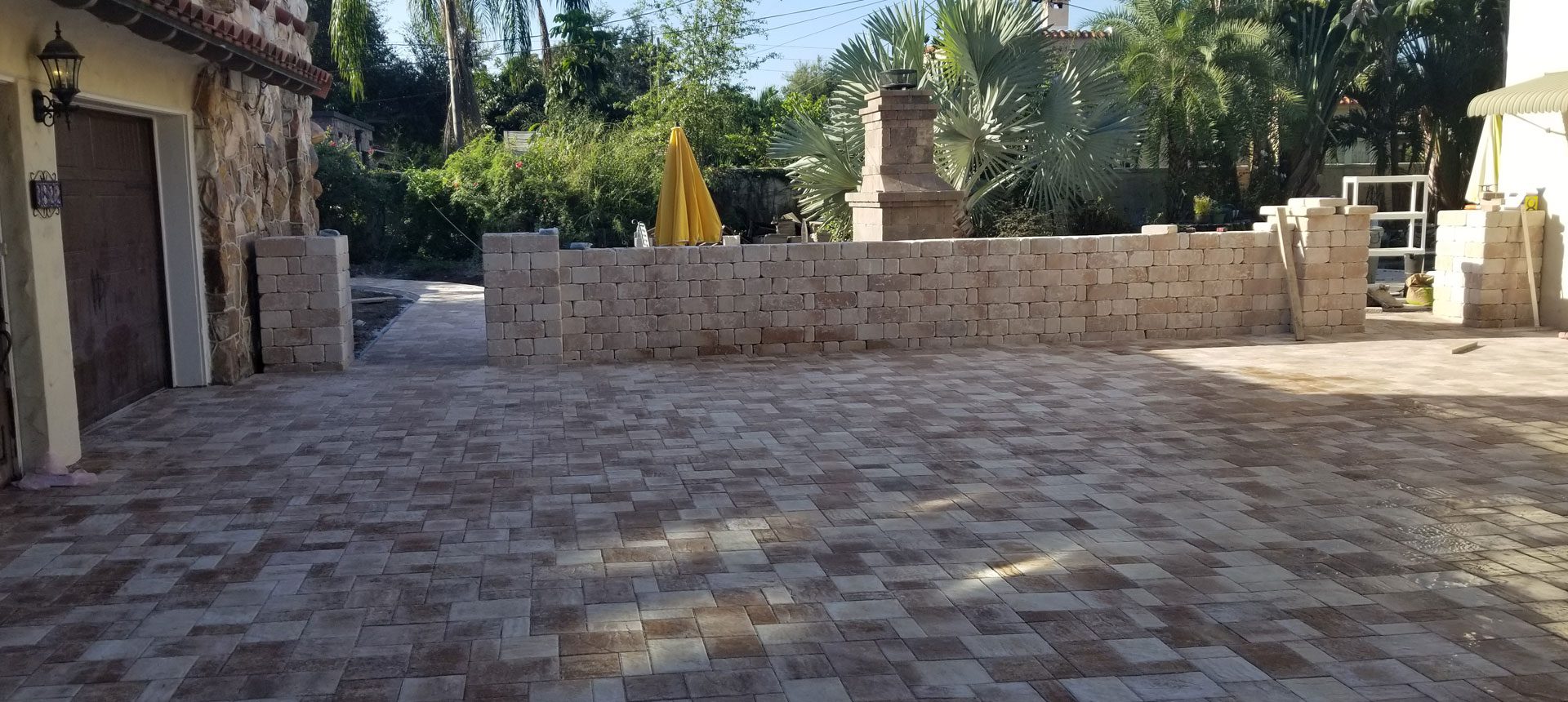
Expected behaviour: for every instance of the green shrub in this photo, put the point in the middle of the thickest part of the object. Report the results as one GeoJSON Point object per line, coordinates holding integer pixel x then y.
{"type": "Point", "coordinates": [591, 180]}
{"type": "Point", "coordinates": [372, 207]}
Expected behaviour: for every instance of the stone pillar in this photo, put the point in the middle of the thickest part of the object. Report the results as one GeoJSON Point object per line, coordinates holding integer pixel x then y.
{"type": "Point", "coordinates": [1330, 260]}
{"type": "Point", "coordinates": [1479, 276]}
{"type": "Point", "coordinates": [902, 196]}
{"type": "Point", "coordinates": [523, 298]}
{"type": "Point", "coordinates": [308, 322]}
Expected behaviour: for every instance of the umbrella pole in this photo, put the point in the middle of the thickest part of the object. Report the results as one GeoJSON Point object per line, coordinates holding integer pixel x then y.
{"type": "Point", "coordinates": [1529, 264]}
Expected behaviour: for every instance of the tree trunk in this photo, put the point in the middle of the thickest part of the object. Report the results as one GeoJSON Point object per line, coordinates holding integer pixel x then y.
{"type": "Point", "coordinates": [545, 39]}
{"type": "Point", "coordinates": [463, 110]}
{"type": "Point", "coordinates": [1308, 168]}
{"type": "Point", "coordinates": [453, 136]}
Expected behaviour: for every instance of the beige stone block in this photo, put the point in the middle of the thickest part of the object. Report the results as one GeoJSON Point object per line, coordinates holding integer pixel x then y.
{"type": "Point", "coordinates": [298, 284]}
{"type": "Point", "coordinates": [279, 247]}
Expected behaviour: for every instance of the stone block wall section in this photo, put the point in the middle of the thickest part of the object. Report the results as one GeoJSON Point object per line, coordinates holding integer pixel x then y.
{"type": "Point", "coordinates": [305, 303]}
{"type": "Point", "coordinates": [548, 306]}
{"type": "Point", "coordinates": [1479, 276]}
{"type": "Point", "coordinates": [1330, 259]}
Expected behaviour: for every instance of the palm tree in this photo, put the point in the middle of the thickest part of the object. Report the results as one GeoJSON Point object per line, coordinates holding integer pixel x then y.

_Given request_:
Retype the listing exactly. Pictures do not belong in the copy.

_Finished exercise_:
Expected behaviour: for every instance of the green shrub in this photo, put the point in the middle of the thickest part of the object. Report the results as one GeoJSON Point object per line, coordinates holding integer pixel x then y.
{"type": "Point", "coordinates": [591, 180]}
{"type": "Point", "coordinates": [372, 207]}
Expected behaviour: for every instance of the stone pillar in this photo, put the point in the middle of the thickest part of the object. Report the results as one GeoJSON Point object per line, coordinates holding integer pixel x then y.
{"type": "Point", "coordinates": [1330, 260]}
{"type": "Point", "coordinates": [1479, 276]}
{"type": "Point", "coordinates": [902, 196]}
{"type": "Point", "coordinates": [523, 298]}
{"type": "Point", "coordinates": [308, 322]}
Expected behaviour: for every instance of the umbrella pole in this photo, put the point in the middle of the thickest part of the object. Report the results as one GeoJSON Point object per line, coordinates holding integer pixel x then y.
{"type": "Point", "coordinates": [1529, 264]}
Expected behaviour: for every instance of the tree trunk in this photo, put the point in the middle of the thickest part of the object. Report the results as one GeoJSON Point object per line, coordinates holding integer pixel x then y.
{"type": "Point", "coordinates": [545, 39]}
{"type": "Point", "coordinates": [463, 110]}
{"type": "Point", "coordinates": [1308, 168]}
{"type": "Point", "coordinates": [453, 136]}
Expected behaviour: for every instance of the beige stone block in this photo, put the point in the middle of the thickest part of the object. Report the results as one GeoJSON Point object per line, coordinates holding integer pixel x then y.
{"type": "Point", "coordinates": [298, 284]}
{"type": "Point", "coordinates": [279, 247]}
Expected behaviour: for every instance of the stone block wall section in this photo, put the point in the middle of the thickest part of the object. Report the results as one GeoJSON Point object per line, coordinates holding integer pixel x then y.
{"type": "Point", "coordinates": [305, 303]}
{"type": "Point", "coordinates": [548, 306]}
{"type": "Point", "coordinates": [1479, 276]}
{"type": "Point", "coordinates": [1330, 259]}
Expected behaviour: for every instance of the palm tree in this photo, put the point in the middle of the thickest part of the object. Report the results as one GeoJSON Point object per line, coordinates holding integer pixel x then y.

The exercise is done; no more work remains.